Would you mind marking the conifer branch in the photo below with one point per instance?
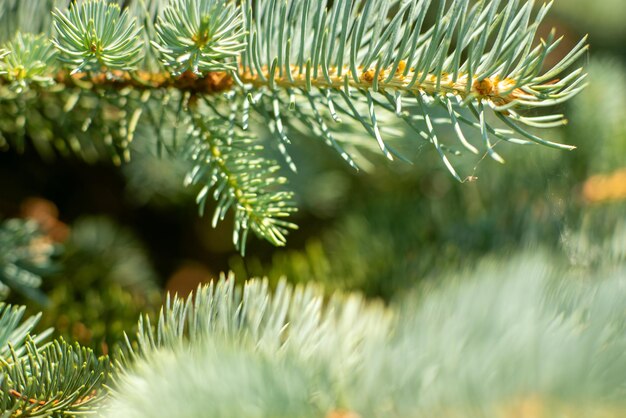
(362, 63)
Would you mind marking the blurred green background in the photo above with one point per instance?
(131, 233)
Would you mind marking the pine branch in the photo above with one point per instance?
(56, 380)
(368, 63)
(476, 345)
(226, 162)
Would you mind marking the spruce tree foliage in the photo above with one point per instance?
(460, 348)
(203, 74)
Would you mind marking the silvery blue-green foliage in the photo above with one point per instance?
(520, 331)
(26, 255)
(97, 35)
(470, 70)
(56, 380)
(39, 379)
(211, 38)
(28, 61)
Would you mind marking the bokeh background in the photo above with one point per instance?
(115, 239)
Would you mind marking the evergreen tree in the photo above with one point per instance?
(224, 89)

Short exercise:
Retype the entries word for word, from the line containing "Would you mind marking the pine" through the last line of the entries, including both.

Output below:
Would you mind marking the pine branch in the photo above with one point per instance?
(56, 380)
(368, 63)
(476, 345)
(226, 162)
Would you mind marking the spruce tree foliage in the photo above with one point per instance?
(460, 348)
(203, 74)
Would you mind marking the silvery blue-green foliage in the photo above with one point per instance?
(520, 331)
(26, 255)
(97, 35)
(470, 70)
(56, 380)
(39, 379)
(211, 38)
(28, 61)
Would you mind marking the bokeh background in the photo above with one point per instance?
(115, 239)
Would you mind marking the evergreen tree in the photo above with one point per instance?
(224, 89)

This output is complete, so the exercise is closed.